### Quoted text
Message-id logging (include rfc822-comments?)

classic Classic list List threaded Threaded
6 messages Options
Reply | Threaded
Open this post in threaded view
|

Message-id logging (include rfc822-comments?)

Victor Duchovni

When a message-id is followed by rfc822 comment text:

     Message-Id: <test@test> (test)

     2008-11-06T13:13:35-0500 amnesiac postfix/cleanup[10832]: AF24675A3D:
         message-id=<test@test> (test)

postfix logs both the "id" and the "comment". This is perhaps more
"robust", in case the header is mangled, and most of the unique data
is in the comment. On the other hand, for well-formed headers, the
comment is not part of the message-id: for example:

    2008-11-06T01:11:19-0500 amnesiac postfix/cleanup[13756]: AE620EF8001:
    message-id=<[hidden email]> (added by [hidden email])

Should Postfix make any effort to log the above message differently?

--
        Viktor.

Disclaimer: off-list followups get on-list replies or get ignored.
Please do not ignore the "Reply-To" header.

To unsubscribe from the postfix-users list, visit
http://www.postfix.org/lists.html or click the link below:
<mailto:[hidden email]?body=unsubscribe%20postfix-users>

If my response solves your problem, the best way to thank me is to not
send an "it worked, thanks" follow-up. If you must respond, please put
"It worked, thanks" in the "Subject" so I can delete these quickly.

### Entries
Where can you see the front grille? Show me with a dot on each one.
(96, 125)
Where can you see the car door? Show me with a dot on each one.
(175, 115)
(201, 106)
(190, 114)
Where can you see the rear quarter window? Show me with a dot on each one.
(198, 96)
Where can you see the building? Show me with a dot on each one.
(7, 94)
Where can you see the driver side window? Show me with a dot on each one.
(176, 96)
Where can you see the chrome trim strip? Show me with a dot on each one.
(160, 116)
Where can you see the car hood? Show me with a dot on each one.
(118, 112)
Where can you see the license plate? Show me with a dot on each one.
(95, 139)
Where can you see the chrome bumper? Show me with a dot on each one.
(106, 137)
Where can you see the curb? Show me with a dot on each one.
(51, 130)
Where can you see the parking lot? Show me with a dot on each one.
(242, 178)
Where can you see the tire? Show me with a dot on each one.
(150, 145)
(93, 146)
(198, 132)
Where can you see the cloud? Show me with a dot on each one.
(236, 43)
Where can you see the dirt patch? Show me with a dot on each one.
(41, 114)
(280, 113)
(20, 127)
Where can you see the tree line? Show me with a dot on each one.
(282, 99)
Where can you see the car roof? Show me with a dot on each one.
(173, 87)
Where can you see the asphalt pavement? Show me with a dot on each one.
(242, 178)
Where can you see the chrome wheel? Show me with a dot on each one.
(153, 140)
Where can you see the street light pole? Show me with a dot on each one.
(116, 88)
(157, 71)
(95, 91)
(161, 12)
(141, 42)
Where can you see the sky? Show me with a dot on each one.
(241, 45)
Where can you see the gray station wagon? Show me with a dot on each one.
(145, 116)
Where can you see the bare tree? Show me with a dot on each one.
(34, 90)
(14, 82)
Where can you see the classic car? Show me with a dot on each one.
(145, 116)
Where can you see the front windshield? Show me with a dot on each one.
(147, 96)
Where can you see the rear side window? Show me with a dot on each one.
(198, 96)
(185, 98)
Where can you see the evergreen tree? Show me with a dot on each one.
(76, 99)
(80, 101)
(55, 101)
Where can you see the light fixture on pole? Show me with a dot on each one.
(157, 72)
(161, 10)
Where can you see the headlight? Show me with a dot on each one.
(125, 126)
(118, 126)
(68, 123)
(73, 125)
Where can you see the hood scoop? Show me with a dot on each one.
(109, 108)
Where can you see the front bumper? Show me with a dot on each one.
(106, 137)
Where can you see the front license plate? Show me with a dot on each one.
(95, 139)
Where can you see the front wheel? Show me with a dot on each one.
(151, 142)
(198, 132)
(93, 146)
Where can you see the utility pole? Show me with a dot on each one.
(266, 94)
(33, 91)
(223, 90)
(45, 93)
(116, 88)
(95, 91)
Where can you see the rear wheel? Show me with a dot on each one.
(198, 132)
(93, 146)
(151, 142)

### Work to do
**A.** Name every email header that the Postfix message-id logging thread mentions.
**B.** Pick up the Postfix message-id logging thread right after its last sentence and carry it on.

### Responses in order
**A.** Message-Id, Reply-To, Subject

**B.**
Reply | Threaded
Open this post in threaded view
|

Re: Message-id logging (include rfc822-comments?)

Wietse Venema
Victor Duchovni:

>
> When a message-id is followed by rfc822 comment text:
>
>      Message-Id: <test@test> (test)
>
>      2008-11-06T13:13:35-0500 amnesiac postfix/cleanup[10832]: AF24675A3D:
> message-id=<test@test> (test)
>
> postfix logs both the "id" and the "comment". This is perhaps more
> "robust", in case the header is mangled, and most of the unique data
> is in the comment.

Indeed, the current implementation is conservative; it does not
"lose" information in the event of malformed content (it does,
however, neutralize non-printable characters before logging).

> On the other hand, for well-formed headers, the
> comment is not part of the message-id: for example:
>
>     2008-11-06T01:11:19-0500 amnesiac postfix/cleanup[13756]: AE620EF8001:
>     message-id=<[hidden email]> (added by [hidden email])
>
> Should Postfix make any effort to log the above message differently?

How would one decide that a (message-id) header is not mangled?
This would require parsing the string, counting the "address"
tokens, and if there is only one "address" token, use that as the
logged message ID, otherwise log the entire original string.

But I wonder if it is really worth the trouble.

        Wietse
Reply | Threaded
Open this post in threaded view
|

Re: Message-id logging (include rfc822-comments?)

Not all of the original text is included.